§ **THE INPUT**
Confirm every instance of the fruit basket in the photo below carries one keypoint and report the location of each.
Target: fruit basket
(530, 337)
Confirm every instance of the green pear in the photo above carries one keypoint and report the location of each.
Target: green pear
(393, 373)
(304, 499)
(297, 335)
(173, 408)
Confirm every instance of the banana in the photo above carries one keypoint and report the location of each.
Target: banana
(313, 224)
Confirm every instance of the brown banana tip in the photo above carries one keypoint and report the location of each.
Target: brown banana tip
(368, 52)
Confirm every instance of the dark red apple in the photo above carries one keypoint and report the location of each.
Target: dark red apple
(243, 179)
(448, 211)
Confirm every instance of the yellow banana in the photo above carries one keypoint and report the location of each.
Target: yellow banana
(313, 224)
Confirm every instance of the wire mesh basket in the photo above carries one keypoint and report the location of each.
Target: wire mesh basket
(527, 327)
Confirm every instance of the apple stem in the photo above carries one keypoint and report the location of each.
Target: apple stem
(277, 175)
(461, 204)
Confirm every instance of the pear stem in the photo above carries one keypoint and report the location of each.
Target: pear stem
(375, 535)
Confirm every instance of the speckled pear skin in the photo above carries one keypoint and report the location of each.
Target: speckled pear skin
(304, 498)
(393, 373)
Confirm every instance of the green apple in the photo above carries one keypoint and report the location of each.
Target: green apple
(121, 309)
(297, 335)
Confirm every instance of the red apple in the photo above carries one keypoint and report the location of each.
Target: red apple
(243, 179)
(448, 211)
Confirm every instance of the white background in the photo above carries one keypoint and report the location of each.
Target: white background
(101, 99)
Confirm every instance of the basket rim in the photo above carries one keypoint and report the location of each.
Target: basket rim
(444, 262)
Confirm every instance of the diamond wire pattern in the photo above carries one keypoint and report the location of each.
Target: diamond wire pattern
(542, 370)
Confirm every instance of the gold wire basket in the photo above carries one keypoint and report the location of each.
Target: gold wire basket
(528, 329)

§ **ABOUT THIS TASK**
Repeat all of the data exactly.

§ **EXERCISE ANSWER**
Confirm every instance of the fruit basket in the photo below carries one keypoint and report the location of each.
Target: fruit basket
(530, 337)
Confirm every instance of the green pear in the photo above carries one keypoint and report the location of each.
Target: green pear
(393, 373)
(304, 499)
(297, 335)
(173, 408)
Confirm every instance of the banana in the photo above carries one keypoint and report the location of each.
Target: banana
(313, 224)
Confirm every instance of the brown banana tip in the photo above carries one keypoint and report the location of each.
Target: brown banana tip
(368, 52)
Confirm every instance of the dark red apple in the photo above carries one keypoint and report the location of each.
Target: dark red apple
(243, 179)
(448, 211)
Confirm every instance of the yellow banana in the photo above carries one keypoint and report the location of each.
Target: yellow banana
(313, 224)
Confirm every instance of the wire mesh basket in the photo above carries one keypoint and report the location of each.
Target: wire mesh basket
(527, 327)
Confirm every instance of the apple stem in the photo above carries one keypoint and report the location of each.
Target: apple stem
(277, 175)
(461, 204)
Confirm every instance of the pear stem in the photo above carries one keypoint and report the location of each.
Target: pear stem
(375, 535)
Confirm every instance of the speckled pear skin in the photo above carries one keypoint and report the location of each.
Target: speckled pear skin
(304, 498)
(393, 373)
Confirm every instance of the green apple in the photo above carries one keypoint and report the location of each.
Target: green apple
(121, 309)
(297, 335)
Confirm every instance of the red apple in the photo above carries one keypoint and report the location of each.
Target: red apple
(243, 179)
(448, 211)
Confirm every instance of the white background in the photo above carries one keypoint and report the location of each.
Target: white background
(101, 99)
Confirm every instance of the basket rim in the photo above carries one keypoint and report the location of each.
Target: basket rim
(444, 262)
Confirm every instance of the diamond wire pattern in the photo above carries one keypoint and report the location of each.
Target: diamond wire pattern
(542, 370)
Confirm every instance of the gold wire basket in the photo above carries one keypoint and report the location of each.
Target: gold wire basket
(528, 329)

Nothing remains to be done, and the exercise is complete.